## Activity
Transcribe each entry shown below with no difference from the original.

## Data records
○ ○ ○ ○ ○ ○ ○
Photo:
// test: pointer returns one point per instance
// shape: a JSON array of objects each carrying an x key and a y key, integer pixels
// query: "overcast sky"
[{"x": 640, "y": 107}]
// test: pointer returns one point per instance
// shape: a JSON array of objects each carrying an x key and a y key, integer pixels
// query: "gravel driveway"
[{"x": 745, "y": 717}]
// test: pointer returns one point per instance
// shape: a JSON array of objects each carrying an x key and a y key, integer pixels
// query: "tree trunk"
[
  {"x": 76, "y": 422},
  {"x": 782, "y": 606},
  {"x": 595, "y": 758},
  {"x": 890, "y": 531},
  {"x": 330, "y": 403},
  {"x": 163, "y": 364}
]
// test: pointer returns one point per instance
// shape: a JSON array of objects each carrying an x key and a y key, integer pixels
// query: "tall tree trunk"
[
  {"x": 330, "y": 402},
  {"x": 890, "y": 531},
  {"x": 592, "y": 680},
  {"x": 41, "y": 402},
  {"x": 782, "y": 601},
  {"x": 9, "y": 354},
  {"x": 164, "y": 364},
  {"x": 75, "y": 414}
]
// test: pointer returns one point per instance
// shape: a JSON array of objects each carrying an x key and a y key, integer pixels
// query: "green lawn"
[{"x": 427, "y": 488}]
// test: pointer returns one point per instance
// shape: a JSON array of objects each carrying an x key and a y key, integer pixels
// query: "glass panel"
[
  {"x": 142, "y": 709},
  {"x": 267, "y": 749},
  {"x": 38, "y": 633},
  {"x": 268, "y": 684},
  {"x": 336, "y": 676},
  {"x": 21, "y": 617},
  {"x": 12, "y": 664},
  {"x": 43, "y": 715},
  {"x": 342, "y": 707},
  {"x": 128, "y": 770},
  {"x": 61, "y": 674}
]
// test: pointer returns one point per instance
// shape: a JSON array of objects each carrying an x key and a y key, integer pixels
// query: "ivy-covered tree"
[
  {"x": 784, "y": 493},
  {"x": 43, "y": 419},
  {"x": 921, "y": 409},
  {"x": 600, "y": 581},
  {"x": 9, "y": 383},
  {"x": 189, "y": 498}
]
○ ○ ○ ○ ○ ○ ○
## Task result
Photo:
// test: pointer returns one point per instance
// shape: a JSON array of objects each carrying an x key and a y key, integer pixels
// query: "overcast sky"
[{"x": 640, "y": 107}]
// test: pointer returns one point per instance
// shape: a JSON array of objects each carrying an x key and a y key, integer pixels
// query: "gravel driveway"
[{"x": 745, "y": 717}]
// test: pointer returns one point per instance
// shape: a JSON array of objects each carrying an x key and a y key, integer pixels
// query: "tree trunk"
[
  {"x": 76, "y": 422},
  {"x": 782, "y": 606},
  {"x": 595, "y": 758},
  {"x": 890, "y": 531},
  {"x": 330, "y": 403},
  {"x": 163, "y": 364}
]
// test: pointer returns one point per instance
// shape: a JSON array of objects each carrying an x key and a y key, integer pixels
// query: "tall tree trunk"
[
  {"x": 330, "y": 402},
  {"x": 890, "y": 531},
  {"x": 592, "y": 680},
  {"x": 41, "y": 402},
  {"x": 782, "y": 601},
  {"x": 9, "y": 354},
  {"x": 164, "y": 364},
  {"x": 75, "y": 414}
]
// test: pointer returns one point per instance
// shape: a JSON array of objects each carrying an x key and a y key, integer pixels
// query: "green lawn"
[{"x": 427, "y": 488}]
// test: pointer returns one point per instance
// shape: a JSON array of objects each carrying an x key and a y key, integer pixels
// query: "glass panel"
[
  {"x": 142, "y": 709},
  {"x": 267, "y": 749},
  {"x": 38, "y": 633},
  {"x": 268, "y": 684},
  {"x": 336, "y": 676},
  {"x": 21, "y": 617},
  {"x": 12, "y": 664},
  {"x": 43, "y": 715},
  {"x": 342, "y": 707},
  {"x": 128, "y": 770},
  {"x": 61, "y": 674}
]
// test: pointer returns one point per instance
// shape: a JSON array of objects each carrying an x key and a y key, integer pixels
// query: "ivy-covered tree"
[
  {"x": 784, "y": 493},
  {"x": 43, "y": 419},
  {"x": 921, "y": 409},
  {"x": 600, "y": 581},
  {"x": 9, "y": 383},
  {"x": 189, "y": 498}
]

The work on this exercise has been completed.